Records for processing:
....

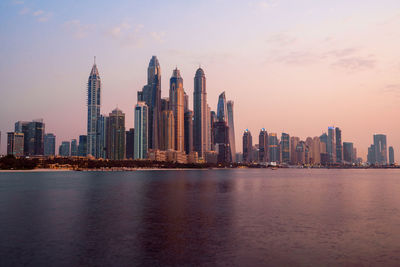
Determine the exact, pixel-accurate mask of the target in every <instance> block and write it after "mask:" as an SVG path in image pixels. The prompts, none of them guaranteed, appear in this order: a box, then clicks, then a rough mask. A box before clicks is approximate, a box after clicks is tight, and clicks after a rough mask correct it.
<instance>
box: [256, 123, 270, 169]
mask: <svg viewBox="0 0 400 267" xmlns="http://www.w3.org/2000/svg"><path fill="white" fill-rule="evenodd" d="M258 145H259V148H258V149H259V151H258V158H259V161H260V162H269V150H268V133H267V131H266V130H265V129H264V128H262V129H261V131H260V135H259V136H258Z"/></svg>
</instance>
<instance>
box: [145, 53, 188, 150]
mask: <svg viewBox="0 0 400 267" xmlns="http://www.w3.org/2000/svg"><path fill="white" fill-rule="evenodd" d="M138 102H145V103H146V105H147V107H148V118H147V119H148V148H150V149H159V148H160V138H161V131H160V127H159V123H160V117H161V67H160V63H159V62H158V59H157V57H156V56H153V57H152V58H151V60H150V63H149V67H148V68H147V85H145V86H144V87H143V90H142V91H141V92H138ZM182 102H183V100H182ZM146 153H147V151H146Z"/></svg>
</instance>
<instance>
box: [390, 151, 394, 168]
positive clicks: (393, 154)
mask: <svg viewBox="0 0 400 267" xmlns="http://www.w3.org/2000/svg"><path fill="white" fill-rule="evenodd" d="M389 164H390V165H393V164H394V149H393V147H392V146H390V147H389Z"/></svg>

....

The task: Your answer should consist solely of the lines from the one containing "box: [145, 53, 188, 150]" through the last line of the listing, written out word for word.

Solution to the problem:
box: [145, 53, 188, 150]
mask: <svg viewBox="0 0 400 267" xmlns="http://www.w3.org/2000/svg"><path fill="white" fill-rule="evenodd" d="M138 102H145V103H146V105H147V107H148V118H147V119H148V148H150V149H159V148H160V138H161V131H160V127H159V123H160V117H161V67H160V63H159V62H158V59H157V57H156V56H153V57H152V58H151V60H150V63H149V67H148V68H147V85H145V86H144V87H143V90H142V91H141V92H138ZM182 102H183V100H182ZM146 153H147V151H146Z"/></svg>
</instance>
<instance>
box: [390, 151, 394, 168]
positive clicks: (393, 154)
mask: <svg viewBox="0 0 400 267" xmlns="http://www.w3.org/2000/svg"><path fill="white" fill-rule="evenodd" d="M389 164H390V165H393V164H394V149H393V147H392V146H390V147H389Z"/></svg>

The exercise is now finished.